(Reading text)
I have different sizes of aluminium parts ranging from 0.0020 to 0.230 m2. If I load all the parts in one fixture to anodize them at a time, is there any adverse effect on parts, while I am supplying the amps with respect to each part area?

- Abu Dhabi, UAE

November 22, 2013

A. Hi Aijazullah. I don't think you will have trouble from mixing these various size parts into the same load.

However, we appended your inquiry to this existing thread as food for thought: because if you mix different parts, you may risk mixing different alloys ... and that is likely to give you problems. Good luck.

Regards,

Ted Mooney, P.E.

finishing.com - Pine Beach, New Jersey

Striving to live Aloha

November 22, 2013

A. Theoretically no problem as Ted says, however, I do not understand your size. If that 0.002 (inches or millimeters?) is a "thickness" of a wide panel then you best keep separate, make contact in several places, and ramp up unusually slow giving time for the outside edges to insulate while the current slowly moves inside, other wise you will burn holes at the contact area. Also be aware that on metal this "knife-edge-thin" the oxide may crack on the edges.

Robert H Probert

Robert H Probert Technical Services

Garner, North Carolina

November 25, 2013

A. Hi Robert. I think Aijazullah is saying that his parts range from .002 square meters [3.1 square inches] in surface area to .23 square meters [356 square inches], without offering any info on their length, width, depth, or shape. Your warning that thin parts can present their own special problems is good. Thanks.

Regards,

Ted Mooney, P.E.

finishing.com - Pine Beach, New Jersey

Striving to live Aloha

April 1, 2014

Q. Dear friend.

Am dealing with hard anodizing for 7075 material, with a specific set of inputs like 250 A/m2, temperature 0 to -5 °C, concentration of sulfuric acid -20% by weight.

(Raw records)
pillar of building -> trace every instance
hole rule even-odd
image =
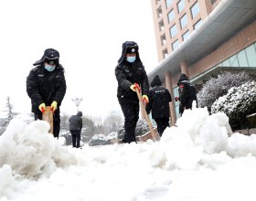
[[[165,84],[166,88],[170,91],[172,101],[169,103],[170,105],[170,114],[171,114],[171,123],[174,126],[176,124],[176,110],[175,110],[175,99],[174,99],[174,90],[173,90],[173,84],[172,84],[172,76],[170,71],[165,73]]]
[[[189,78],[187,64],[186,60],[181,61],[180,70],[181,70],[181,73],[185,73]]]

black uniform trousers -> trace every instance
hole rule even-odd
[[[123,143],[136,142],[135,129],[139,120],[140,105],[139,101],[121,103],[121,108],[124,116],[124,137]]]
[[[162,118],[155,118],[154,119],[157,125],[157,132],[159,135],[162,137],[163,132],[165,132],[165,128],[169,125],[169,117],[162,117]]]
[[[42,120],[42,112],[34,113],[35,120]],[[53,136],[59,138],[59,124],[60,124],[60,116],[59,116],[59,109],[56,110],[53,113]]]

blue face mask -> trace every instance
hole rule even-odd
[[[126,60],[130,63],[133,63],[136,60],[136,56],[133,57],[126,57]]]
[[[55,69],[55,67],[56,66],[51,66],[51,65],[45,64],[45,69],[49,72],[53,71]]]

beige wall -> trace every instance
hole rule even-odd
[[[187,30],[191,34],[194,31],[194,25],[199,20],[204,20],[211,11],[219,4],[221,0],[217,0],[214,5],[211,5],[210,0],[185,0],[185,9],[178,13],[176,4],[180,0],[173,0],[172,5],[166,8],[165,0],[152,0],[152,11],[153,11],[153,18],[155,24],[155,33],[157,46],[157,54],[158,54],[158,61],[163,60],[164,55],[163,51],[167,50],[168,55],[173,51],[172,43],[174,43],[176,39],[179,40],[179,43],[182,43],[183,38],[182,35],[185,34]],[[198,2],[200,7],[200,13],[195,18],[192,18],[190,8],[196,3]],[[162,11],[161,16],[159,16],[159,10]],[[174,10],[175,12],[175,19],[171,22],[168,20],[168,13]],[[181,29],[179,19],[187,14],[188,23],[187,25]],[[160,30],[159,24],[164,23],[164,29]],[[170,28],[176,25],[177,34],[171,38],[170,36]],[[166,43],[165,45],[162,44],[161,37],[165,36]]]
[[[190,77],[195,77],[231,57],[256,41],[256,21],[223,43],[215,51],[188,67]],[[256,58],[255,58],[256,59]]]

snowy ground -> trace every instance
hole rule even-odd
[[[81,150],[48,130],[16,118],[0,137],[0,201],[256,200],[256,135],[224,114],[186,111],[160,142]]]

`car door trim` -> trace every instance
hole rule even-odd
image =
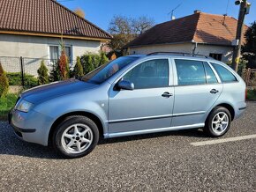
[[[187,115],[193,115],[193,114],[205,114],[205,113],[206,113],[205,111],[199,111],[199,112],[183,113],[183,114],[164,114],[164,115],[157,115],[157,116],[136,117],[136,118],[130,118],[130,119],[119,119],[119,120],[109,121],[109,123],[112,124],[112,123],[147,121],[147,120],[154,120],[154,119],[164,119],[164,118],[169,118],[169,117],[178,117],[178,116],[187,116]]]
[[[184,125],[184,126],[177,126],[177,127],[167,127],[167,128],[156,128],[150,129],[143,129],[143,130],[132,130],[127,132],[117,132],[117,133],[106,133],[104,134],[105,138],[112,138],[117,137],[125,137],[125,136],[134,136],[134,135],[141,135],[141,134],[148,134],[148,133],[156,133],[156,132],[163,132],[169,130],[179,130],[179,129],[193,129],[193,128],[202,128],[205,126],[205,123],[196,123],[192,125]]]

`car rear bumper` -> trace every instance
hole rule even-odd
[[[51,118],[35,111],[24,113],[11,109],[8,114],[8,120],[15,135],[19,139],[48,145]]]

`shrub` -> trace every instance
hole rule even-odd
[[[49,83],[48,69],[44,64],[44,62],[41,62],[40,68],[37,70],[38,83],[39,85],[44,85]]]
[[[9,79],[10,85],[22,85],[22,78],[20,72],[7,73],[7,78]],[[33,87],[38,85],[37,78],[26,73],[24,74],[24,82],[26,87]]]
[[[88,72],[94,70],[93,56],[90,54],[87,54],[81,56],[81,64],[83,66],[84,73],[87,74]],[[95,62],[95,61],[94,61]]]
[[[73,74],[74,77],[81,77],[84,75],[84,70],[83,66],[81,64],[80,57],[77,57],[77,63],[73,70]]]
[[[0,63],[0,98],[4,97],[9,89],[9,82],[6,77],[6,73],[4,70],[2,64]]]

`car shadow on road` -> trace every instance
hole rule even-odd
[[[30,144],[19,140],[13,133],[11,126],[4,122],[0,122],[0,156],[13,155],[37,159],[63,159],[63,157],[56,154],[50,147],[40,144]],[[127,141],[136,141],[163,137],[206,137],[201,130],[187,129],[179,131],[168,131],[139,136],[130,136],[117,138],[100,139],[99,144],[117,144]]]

(Exercises)
(1) In the anodizing thread, what temperature range does the April 1, 2014 post give for hard anodizing 7075 material?
(2) Carry on the anodizing forum thread from the point where it stops.

(Answers to the problems)
(1) 0 to -5 °C

(2)
Am getting different thickness for each run, so what could be the reason for this? Moreover, i supplied the current in 4 steps; like if 20A is required then I provide like 5 amps for 5 min, then increase another 5 amps for next 5 min, finally when it reaches 20A leave it for remaining time. This is the method I am using for total amps calculated for the parts whether it is 20A, 40A or 100 A.

Any suggestions or feedback will be help for me.

- Abu Dhabi, UAE

April 4, 2014

A. 1. If part to part, then on the rack you are not getting the same current on each part, so,file the contacts more blunt with a wider contact area.

2. If load to load, then the problem is where the rack hangs on the load bar, clean it (hopefully it is not aluminum) between each load by abrading with an abrasive matt like "Scotchbrite". If the load bar is aluminum, you must scrub it with abrasive between each load (Hey, aluminum oxidizes rapidly and you have to scrub off the oxidation).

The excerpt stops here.